Document segment –
-.-.-

Commissioners lobbied by PUP Task Force
By Parker T. Williamson, The Layman Online, June 16, 2006
217th General Assembly
Birmingham, Ala.BIRMINGHAM — In an eleventh-hour event, the Theological Task Force on Peace, Unity, and Purity made a final, pre-General Assembly attempt to lobby for its controversial report that will be submitted for action during the Assembly’s week-long meeting.
Commissioners gathered at round tables of eight in Civic Center Ballroom B for the General Assembly-sponsored breakfast-through-lunch conclave. Scattered among the tables and participating in the commissioners’ discussions along with task force appointed “table facilitators” were lobbyists from the Covenant Network of Presbyterians, the Witherspoon Society and More Light Presbyterians, groups that seek the removal of the denomination’s “fidelity and chastity” standards.
The task force theme essentially repeated the message that its members have delivered to 135 presbytery meetings around the country: The Presbyterian Church (USA) has been fractured by a “winner take all” way of doing business, and it needs to find “a still more excellent way.” The task force believes that its “Recommendation 5,” keeping the denomination’s standards in place while allowing each governing body to decide whether to apply them, will bring unity to the church.
Sanderson-Doughty opposes ‘winner take all’
“Together, we discovered a joyous and life-giving alternative to the conflicted status quo,” said task force member Sara Sanderson-Doughty. “We addressed the church’s problems with one another and not against one another,” she said.
“‘Winner take all’ is neither workable nor biblically faithful,” said Sanderson-Doughty. “We can’t just tell those who lose that they just have to accept it and move on,” she said.
Sanderson-Doughty said that doing away with parliamentary procedure is “not the intention of the task force.” But she said that the denomination must get beyond the current situation in which votes are taken and “the majority says to the minority, you lost the vote and that’s the end of it.”
Achtemeier castigates ‘demonizers’
Task force member Mark Achtemeier came out swinging against unnamed Presbyterians who “demonize others.” On the top of his list were those who instill “anger, fear and outrage,” as “potent motivators” for getting people stirred up to vote on controversial issues. He castigated Presbyterians who disparage other Presbyterians’ Christianity and even go so far as to say they represent “different faiths.” Such people, said Achtemeier “are telling stories about others that are damaging and false.”
Achtemeier said that when task force members who represent different persuasions got together, they realized that such stories were not true. He said those who thought that others had abandoned Scripture learned that they do honor it. “We discovered that the debate was not over the authority of Scripture, but about making pastoral and theological judgments” when applying Scripture to certain issues. “Our shared devotion to Christ and his Word drove us together,” he said.
“The task force is challenging Presbyterians to stop telling stories about one another,” said Achtemeier. The Bible has lots of advice on how to deal with those with whom we disagree, he said. Achtemeier referred to the second chapter of Philippians, saying that Jesus “gave up all of his divine prerogatives for the sake of sinners and those who were wrong about many things.” Applying his interpretation of that passage to the way Presbyterians deal with one another, he said, “We cannot insist on our own way.”

-.-.-

Information supplied –
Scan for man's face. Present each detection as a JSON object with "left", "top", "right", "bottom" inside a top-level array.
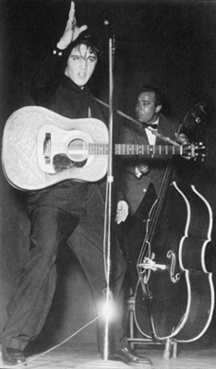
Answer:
[
  {"left": 65, "top": 44, "right": 97, "bottom": 88},
  {"left": 135, "top": 92, "right": 161, "bottom": 124}
]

-.-.-

Task requirements –
1 - From the article on the task force lobbying, reproduce the passage starting at "Commissioners lobbied by" and ending at "Assembly’s week-long meeting.", swapping "Theological Task Force" for "Special Study Committee".
2 - Please condense the article's paragraph beginning "The task force theme essentially repeated" into a short bulleted list that keeps its main facts.

Task responses –
1 -
Commissioners lobbied by PUP Task Force
By Parker T. Williamson, The Layman Online, June 16, 2006
217th General Assembly
Birmingham, Ala.BIRMINGHAM — In an eleventh-hour event, the Special Study Committee on Peace, Unity, and Purity made a final, pre-General Assembly attempt to lobby for its controversial report that will be submitted for action during the Assembly’s week-long meeting.

2 -
- The task force repeated the message its members had delivered to 135 presbytery meetings around the country.
- That message says a "winner take all" way of doing business has fractured the Presbyterian Church (USA), which needs "a still more excellent way."
- The task force believes its "Recommendation 5" will bring unity to the church. Under it, the denomination's standards stay in place, and each governing body decides whether to apply them.